──────── Excerpt to read
IN THE UNITED STATES DISTRICT COURT
FOR THE WESTERN DISTRICT OF TEXAS
CITY OF WACO,
KLEINFELDER CENTRAL, INC.,
Before the Court are Plaintiff City of Waco’s Motion for Attorney’s Fees, (Dkt. 91), and
Request for Entry of Bill of Costs, (Dkt. 90). After reviewing these filings, the relevant case law, and
the parties’ respective responses, replies, and surreplies, the Court issues the following order.
Plaintiff City of Waco brought this action against Defendant Kleinfelder Central, Inc. on
October 26, 2015, arguing that Kleinfelder failed to perform its obligations under an agreement
related to the remediation of a property owned by the City that had previously housed a chemical
mixing facility. The case went to trial on October 17, 2016; after a three day trial, the jury returned a
$160,353.86 verdict for the City.
On October 28, 2016, Plaintiff City of Waco filed a motion for entry of judgment, 1 request
for entry of bill of costs, and motion for attorney’s fees. In its bill of costs, the City seeks $17,714.03.
These costs consist of fees for deposition transcripts, expert testimony, copies of documents for
production, and the City’s filing fee. In its motion for attorney’s fees, Plaintiff City of Waco seeks
$439,809.00 in attorney’s fees, plus an additional $35,000 in anticipated attorney’s fees should
Defendant Kleinfelder unsuccessfully appeal the judgment.
The Court addresses this motion by separate order.
Defendant Kleinfelder responded to the City’s post-trial filings on November 14, 2016. In
response to the City’s bill of costs, Kleinfelder argued that the City was not entitled to any fees for
expert testimony because the City’s experts were not court appointed in accordance with 28 U.S.C.
§ 1920(6). In responding to the City’s motion for attorney’s fees, Kleinfelder argued that the City’s
requested fees were excessive and unreasonable given the jury’s award and should be denied.
Alternatively, Kleinfelder argued that because the City failed to properly segregate unrecoverable
fees it incurred on its negligence claim, which was dismissed at summary judgment, it should at most
recover its trial fees and costs. Further, in its response, Kleinfelder also noted that it intends to file a
motion for judgment as a matter of law.
In the City’s reply to Kleinfelder regarding its bill of costs, filed on November 21, 2016, the
City asserted that it was seeking expert fees pursuant to Federal Rule of Civil Procedure 26, not 28
U.S.C. § 1920(6). In its reply regarding attorney’s fees, the City reduced its initial request by two
percent to account for time spent on work solely related to its negligence claim. Further, it requested
an additional $8,000 for time spent drafting replies to Klenifelder’s responses to its post-trial filings
and an additional $10,000 should Kleinfelder renew its motion for judgment as a matter of law.
Finally, on December 5, 2016, Kleinfelder filed a surreply to the City’s motion for attorney’s
fees, reiterating and expanding on its initial objections to the motion.
────────────────
──────── Extracted data
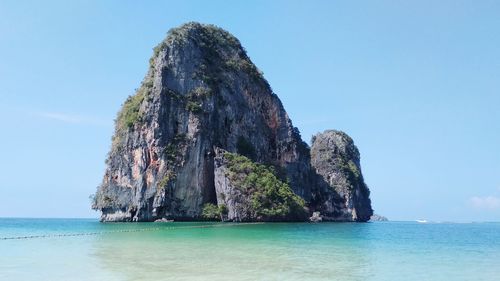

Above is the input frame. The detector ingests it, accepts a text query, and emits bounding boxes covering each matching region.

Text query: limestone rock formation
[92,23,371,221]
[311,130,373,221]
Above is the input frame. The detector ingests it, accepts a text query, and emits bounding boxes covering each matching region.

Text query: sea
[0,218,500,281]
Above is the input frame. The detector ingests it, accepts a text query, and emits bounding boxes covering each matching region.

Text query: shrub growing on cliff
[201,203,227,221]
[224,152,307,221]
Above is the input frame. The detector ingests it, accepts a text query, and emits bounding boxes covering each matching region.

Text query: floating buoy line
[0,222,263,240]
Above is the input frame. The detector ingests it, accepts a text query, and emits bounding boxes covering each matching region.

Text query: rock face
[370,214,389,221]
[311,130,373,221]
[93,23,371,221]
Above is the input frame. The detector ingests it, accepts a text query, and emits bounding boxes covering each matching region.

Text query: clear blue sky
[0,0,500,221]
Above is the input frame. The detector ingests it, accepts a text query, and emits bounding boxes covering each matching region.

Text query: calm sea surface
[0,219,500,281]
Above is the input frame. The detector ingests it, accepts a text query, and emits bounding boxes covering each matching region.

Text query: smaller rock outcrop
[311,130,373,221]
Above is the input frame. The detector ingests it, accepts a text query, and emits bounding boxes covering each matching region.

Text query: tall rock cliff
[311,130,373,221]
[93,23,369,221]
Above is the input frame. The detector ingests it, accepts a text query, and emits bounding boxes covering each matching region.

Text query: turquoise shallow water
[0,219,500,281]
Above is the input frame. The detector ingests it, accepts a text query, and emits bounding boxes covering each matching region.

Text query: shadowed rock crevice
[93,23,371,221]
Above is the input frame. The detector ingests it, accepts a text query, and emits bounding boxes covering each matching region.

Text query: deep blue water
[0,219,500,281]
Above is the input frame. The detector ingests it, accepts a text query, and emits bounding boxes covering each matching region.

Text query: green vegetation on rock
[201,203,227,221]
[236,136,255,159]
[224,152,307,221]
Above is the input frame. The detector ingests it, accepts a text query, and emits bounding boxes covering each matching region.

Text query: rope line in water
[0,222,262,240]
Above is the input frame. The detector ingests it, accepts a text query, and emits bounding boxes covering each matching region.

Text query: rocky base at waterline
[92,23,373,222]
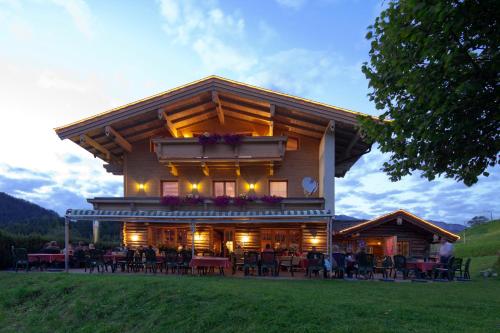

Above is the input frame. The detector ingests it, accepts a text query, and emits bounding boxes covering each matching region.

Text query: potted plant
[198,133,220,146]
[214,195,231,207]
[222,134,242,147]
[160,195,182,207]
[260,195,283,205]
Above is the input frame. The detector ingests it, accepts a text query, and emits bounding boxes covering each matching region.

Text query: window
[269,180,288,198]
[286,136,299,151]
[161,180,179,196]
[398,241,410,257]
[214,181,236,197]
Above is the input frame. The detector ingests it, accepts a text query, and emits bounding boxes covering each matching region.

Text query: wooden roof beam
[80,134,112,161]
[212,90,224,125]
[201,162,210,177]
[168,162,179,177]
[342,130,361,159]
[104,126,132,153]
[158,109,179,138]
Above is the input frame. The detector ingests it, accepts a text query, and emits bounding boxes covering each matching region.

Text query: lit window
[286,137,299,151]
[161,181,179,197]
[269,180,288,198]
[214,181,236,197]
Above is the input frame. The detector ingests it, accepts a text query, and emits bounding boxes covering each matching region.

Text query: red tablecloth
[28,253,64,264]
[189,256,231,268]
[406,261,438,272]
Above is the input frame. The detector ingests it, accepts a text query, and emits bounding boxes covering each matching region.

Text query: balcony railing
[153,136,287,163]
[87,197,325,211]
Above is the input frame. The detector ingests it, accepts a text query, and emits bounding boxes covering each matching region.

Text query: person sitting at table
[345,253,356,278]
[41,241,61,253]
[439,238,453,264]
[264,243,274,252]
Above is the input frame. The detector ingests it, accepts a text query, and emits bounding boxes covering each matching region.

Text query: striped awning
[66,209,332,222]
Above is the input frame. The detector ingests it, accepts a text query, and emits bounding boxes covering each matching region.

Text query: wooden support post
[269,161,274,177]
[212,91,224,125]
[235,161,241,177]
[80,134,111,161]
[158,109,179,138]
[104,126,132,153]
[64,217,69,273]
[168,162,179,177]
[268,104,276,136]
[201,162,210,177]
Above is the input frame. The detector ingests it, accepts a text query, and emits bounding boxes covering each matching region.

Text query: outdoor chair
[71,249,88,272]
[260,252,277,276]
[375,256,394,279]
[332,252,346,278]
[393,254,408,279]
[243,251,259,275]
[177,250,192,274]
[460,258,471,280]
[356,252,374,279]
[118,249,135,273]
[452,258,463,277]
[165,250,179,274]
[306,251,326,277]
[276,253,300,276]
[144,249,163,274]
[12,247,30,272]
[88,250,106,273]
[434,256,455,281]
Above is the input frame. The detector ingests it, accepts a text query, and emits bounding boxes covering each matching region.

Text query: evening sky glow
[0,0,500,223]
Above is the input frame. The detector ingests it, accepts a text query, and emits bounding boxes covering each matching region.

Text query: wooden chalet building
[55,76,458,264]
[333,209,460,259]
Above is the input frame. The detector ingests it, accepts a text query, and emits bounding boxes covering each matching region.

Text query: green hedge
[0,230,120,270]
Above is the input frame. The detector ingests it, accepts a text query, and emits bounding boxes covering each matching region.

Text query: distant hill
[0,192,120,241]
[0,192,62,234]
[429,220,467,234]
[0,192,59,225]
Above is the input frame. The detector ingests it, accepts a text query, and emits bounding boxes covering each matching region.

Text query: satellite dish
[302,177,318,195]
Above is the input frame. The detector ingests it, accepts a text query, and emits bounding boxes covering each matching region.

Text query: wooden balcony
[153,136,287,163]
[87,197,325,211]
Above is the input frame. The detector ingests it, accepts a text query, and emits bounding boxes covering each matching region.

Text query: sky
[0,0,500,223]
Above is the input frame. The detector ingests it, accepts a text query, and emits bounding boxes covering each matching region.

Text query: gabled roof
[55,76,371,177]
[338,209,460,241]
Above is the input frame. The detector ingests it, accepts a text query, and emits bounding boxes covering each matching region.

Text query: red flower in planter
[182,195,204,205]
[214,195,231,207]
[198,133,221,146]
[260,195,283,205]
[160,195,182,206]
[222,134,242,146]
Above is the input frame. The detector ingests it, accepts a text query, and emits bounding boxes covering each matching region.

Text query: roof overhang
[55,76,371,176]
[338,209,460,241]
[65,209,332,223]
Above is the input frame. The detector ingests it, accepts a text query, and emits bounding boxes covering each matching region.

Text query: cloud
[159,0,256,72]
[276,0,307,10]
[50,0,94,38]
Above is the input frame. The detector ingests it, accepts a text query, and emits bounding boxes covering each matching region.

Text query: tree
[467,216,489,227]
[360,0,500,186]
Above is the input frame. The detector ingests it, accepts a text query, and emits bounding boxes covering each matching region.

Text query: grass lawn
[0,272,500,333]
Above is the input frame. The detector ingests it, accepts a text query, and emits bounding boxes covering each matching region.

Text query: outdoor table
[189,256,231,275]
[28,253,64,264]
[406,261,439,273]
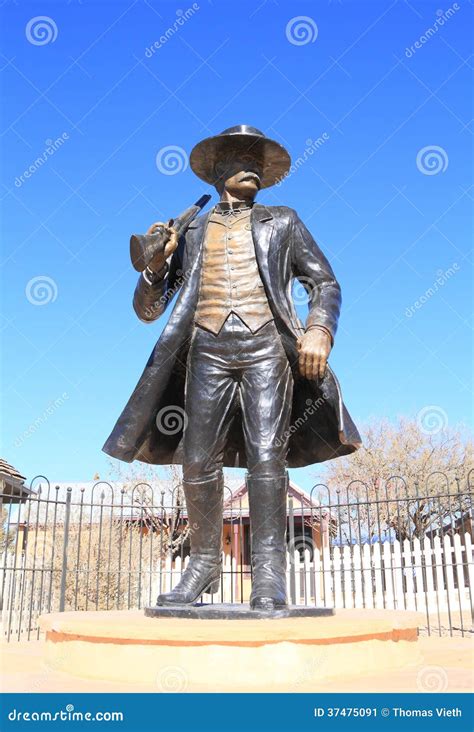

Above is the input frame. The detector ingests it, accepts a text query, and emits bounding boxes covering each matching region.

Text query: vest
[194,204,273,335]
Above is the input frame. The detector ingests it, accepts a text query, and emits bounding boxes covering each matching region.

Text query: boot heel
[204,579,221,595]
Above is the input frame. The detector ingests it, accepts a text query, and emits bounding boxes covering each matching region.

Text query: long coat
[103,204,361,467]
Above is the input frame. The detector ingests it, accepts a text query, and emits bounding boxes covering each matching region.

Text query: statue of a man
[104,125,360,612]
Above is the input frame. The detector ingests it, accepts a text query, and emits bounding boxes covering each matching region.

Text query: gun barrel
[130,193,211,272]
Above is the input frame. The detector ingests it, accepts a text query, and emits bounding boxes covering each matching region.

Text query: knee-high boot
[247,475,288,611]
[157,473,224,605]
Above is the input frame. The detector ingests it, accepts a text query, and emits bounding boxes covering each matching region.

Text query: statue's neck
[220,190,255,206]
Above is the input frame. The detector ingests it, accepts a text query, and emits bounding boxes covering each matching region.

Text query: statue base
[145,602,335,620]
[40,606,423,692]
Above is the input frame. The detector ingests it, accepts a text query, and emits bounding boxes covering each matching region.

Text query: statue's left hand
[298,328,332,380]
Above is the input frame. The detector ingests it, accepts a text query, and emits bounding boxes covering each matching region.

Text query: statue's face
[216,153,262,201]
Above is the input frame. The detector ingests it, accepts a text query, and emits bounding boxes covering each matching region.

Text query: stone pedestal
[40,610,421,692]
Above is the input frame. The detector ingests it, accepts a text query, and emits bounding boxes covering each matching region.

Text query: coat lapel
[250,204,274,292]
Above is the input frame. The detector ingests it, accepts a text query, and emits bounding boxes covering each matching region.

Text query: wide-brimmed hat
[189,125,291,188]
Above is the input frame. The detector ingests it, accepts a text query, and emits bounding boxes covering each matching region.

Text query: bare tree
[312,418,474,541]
────────────────
──────── Extracted data
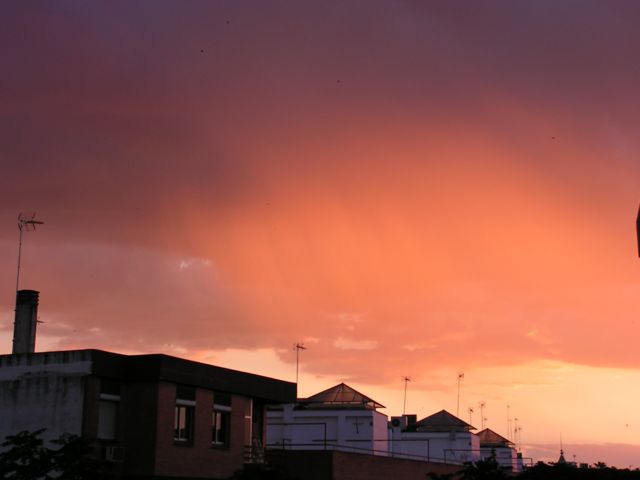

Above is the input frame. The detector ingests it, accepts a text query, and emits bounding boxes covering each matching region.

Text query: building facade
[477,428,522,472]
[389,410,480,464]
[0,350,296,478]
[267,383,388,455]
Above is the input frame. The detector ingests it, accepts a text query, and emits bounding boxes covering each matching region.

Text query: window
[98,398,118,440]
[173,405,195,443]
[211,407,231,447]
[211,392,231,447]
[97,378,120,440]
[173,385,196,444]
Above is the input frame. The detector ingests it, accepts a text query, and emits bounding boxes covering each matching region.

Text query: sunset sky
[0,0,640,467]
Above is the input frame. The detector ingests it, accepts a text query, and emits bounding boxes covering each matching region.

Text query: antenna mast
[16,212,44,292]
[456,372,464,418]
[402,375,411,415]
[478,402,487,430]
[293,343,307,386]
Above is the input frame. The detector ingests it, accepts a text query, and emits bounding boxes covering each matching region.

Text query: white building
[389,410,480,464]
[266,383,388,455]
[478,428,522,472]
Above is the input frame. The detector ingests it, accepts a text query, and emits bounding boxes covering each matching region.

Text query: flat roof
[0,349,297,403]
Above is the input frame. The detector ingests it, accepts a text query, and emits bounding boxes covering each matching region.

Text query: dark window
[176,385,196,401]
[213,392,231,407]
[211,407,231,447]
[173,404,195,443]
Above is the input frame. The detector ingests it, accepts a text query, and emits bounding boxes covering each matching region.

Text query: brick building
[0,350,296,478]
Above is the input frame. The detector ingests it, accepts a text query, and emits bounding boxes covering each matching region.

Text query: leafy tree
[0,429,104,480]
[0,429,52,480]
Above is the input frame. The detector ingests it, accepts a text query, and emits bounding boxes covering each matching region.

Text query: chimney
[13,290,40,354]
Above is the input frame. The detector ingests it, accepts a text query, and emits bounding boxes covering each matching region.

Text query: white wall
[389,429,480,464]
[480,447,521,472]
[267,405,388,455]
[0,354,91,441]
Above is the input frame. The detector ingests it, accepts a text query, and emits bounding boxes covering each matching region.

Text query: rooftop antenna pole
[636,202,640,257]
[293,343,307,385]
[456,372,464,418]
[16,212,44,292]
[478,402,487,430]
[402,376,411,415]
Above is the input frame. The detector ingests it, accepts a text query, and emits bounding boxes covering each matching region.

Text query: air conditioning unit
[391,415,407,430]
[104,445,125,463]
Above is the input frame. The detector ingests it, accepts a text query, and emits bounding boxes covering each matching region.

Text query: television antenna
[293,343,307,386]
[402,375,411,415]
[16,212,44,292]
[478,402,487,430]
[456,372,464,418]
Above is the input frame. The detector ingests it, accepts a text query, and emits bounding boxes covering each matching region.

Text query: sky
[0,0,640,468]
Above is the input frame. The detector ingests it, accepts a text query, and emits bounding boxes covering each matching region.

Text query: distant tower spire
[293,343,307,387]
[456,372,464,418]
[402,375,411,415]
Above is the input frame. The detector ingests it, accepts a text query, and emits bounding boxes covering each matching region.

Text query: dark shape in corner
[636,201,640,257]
────────────────
Extend the court order on the City of Waco's request for costs and attorney's fees, picking up after its final sentence.

Exercise answer:
The Court will first address Plaintiff City of Waco’s bill of costs, then its motion for
BILL OF COSTS
As previously noted, the City seeks $17,714.03 in its bill of costs, associated with expenses
for deposition transcripts, expert testimony, copies of documents for production, and its filing fee.
The only expenses Kleinfelder argues should be excluded from this bill are those associated with
expert testimony because they are not authorized by 28 U.S.C. § 1920. These costs consist of
$3,558.14 for expert Michael McLaughlin’s fees and expenses for traveling to, preparing for, and
attending his deposition and $4,761.18 for expert Edward Kavazanjian’s fees and expenses for
traveling to, preparing for, and attending his deposition. The City argues that Federal Rule of Civil
Procedure 26(b)(4)(E)(ii) requires that these costs be reimbursed.
While recovery of expert witness fees is ordinarily limited to the statutory amounts
authorized under 28 U.S.C. § 1821 and § 1920, La. Power & Light Co. v. Kellstrom, 50 F.3d 319, 332
(5th Cir. 1995) (citing Crawford Fitting Co. v. J.T. Gibbons, Inc., 482 U.S. 437, 439 (1987)), Federal Rule
of Civil Procedure 26(b)(4)(E) provides an independent basis of recovery of expert fees as part of
discovery. See id. (citing previous version of rule related to expert fees, located at Fed. R. Civ. P.
Rule 26(b)(4)(E) provides:
Payment. Unless manifest injustice would result, the court must
require that the party seeking discovery:
(i) pay the expert a reasonable fee for time spent in
responding to discovery under Rule 26(b)(4)(A) or (D); and
(ii) for discovery under (D), also pay the other party a fair
portion of the fees and expenses it reasonably incurred in
obtaining the expert’s facts and opinions.
Fed. R. Civ. P. 26(b)(4)(E). Rule 26(b)(4)(A) relates to an expert who may testify at trial, while Rule
26(b)(4)(D) relates to experts employed for trial preparation only. Because the City only seeks fees
for experts who it planned to have testify at trial, 2 only subsection (i) and discovery under Rule
26(b)(4)(A) are relevant here.
Rule 26(B)(4)(A) provides:
Deposition of an Expert Who May Testify. A party may depose any person
who has been identified as an expert whose opinions may be
presented at trial. . . .
McLaughlin did not testify at trial after the Court granted in part Kleinfelder’s motion to exclude his testimony;
Kavazanjian did testify at trial.
Fed. R. Civ. P. 26(b)(4)(A). Thus, under Rule 26(b)(4)(E)(i), a party is entitled to reimbursement of a
reasonable fee for the time its expert spent related to his or her deposition. Here, the City has
included costs related to the time that its experts spent responding to their depositions. The Court
finds that the amount requested in the City’s bill of costs for this time was reasonable. Noting that
Kleinfelder did not object to any other fees or expenses listed on the City’s bill of costs, the Court
will grant Plaintiff City of Waco’s request for entry of bill of costs.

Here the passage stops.